**Input records**
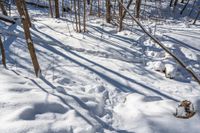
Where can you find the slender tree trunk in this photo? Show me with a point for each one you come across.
(124, 13)
(26, 13)
(76, 19)
(3, 53)
(120, 15)
(91, 1)
(84, 16)
(171, 2)
(184, 7)
(99, 10)
(137, 7)
(196, 17)
(79, 16)
(62, 8)
(3, 9)
(108, 11)
(57, 9)
(50, 8)
(189, 70)
(21, 9)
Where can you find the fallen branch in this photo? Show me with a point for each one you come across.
(189, 69)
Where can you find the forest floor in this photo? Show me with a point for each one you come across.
(99, 81)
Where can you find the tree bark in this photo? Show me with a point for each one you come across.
(124, 13)
(91, 1)
(26, 13)
(3, 53)
(79, 16)
(57, 13)
(50, 8)
(21, 9)
(76, 19)
(171, 2)
(196, 17)
(99, 10)
(120, 15)
(189, 70)
(108, 11)
(3, 9)
(137, 7)
(84, 16)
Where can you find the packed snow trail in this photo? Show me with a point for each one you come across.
(84, 91)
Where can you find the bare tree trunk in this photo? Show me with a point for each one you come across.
(62, 8)
(76, 19)
(21, 9)
(175, 4)
(108, 11)
(84, 16)
(171, 2)
(50, 8)
(137, 7)
(79, 16)
(99, 11)
(3, 9)
(164, 47)
(26, 13)
(3, 53)
(57, 9)
(184, 7)
(124, 13)
(196, 17)
(91, 1)
(120, 15)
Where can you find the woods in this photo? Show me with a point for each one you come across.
(99, 66)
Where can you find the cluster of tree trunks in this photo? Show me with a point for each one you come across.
(21, 7)
(3, 53)
(189, 70)
(3, 9)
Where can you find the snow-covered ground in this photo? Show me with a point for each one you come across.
(98, 81)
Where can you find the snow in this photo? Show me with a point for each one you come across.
(99, 81)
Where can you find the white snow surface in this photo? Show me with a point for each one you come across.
(98, 81)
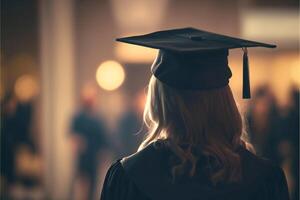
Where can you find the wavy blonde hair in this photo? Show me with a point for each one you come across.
(208, 120)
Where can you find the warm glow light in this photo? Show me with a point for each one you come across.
(26, 87)
(110, 75)
(295, 72)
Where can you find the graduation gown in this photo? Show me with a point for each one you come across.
(145, 175)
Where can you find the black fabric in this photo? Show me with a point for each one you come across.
(145, 176)
(192, 71)
(193, 59)
(190, 40)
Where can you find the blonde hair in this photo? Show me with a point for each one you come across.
(208, 120)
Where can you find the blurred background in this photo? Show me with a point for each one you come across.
(72, 98)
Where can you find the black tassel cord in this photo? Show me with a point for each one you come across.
(246, 80)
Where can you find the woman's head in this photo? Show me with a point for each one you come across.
(208, 119)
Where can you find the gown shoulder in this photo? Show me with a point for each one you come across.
(145, 176)
(118, 185)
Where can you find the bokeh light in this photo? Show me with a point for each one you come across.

**Task goal**
Return the lines above, from the one containing "Where can you find the warm" to the end, exactly as they stand.

**Output of the task**
Where can you find the warm glow light in this photo? Show me with a point for each one you come across.
(26, 87)
(110, 75)
(295, 72)
Where can you find the graduation gown in this photo? Show me with a point for each one you come across.
(145, 175)
Where can you find the black fabric in this photo? Show me with a point for each one you come across.
(145, 176)
(192, 71)
(193, 59)
(190, 40)
Where can you find the blonde hair in this photo? Show me with a point for each one you come across.
(208, 120)
Where can you find the blurred background in this photo? Show me with a point for each one you come across.
(72, 98)
Where can you find the black tassel cord in this photo? Show me with a point for each one you come across.
(246, 80)
Where can you find the woman's head in this photo? Show me with a point for each one you come across.
(208, 119)
Where can you find the gown shoulder in this photo? Show me with a point for each one you come across.
(145, 176)
(118, 185)
Where can you find the bokeh light in this photo? Show me with a point for each one you come across.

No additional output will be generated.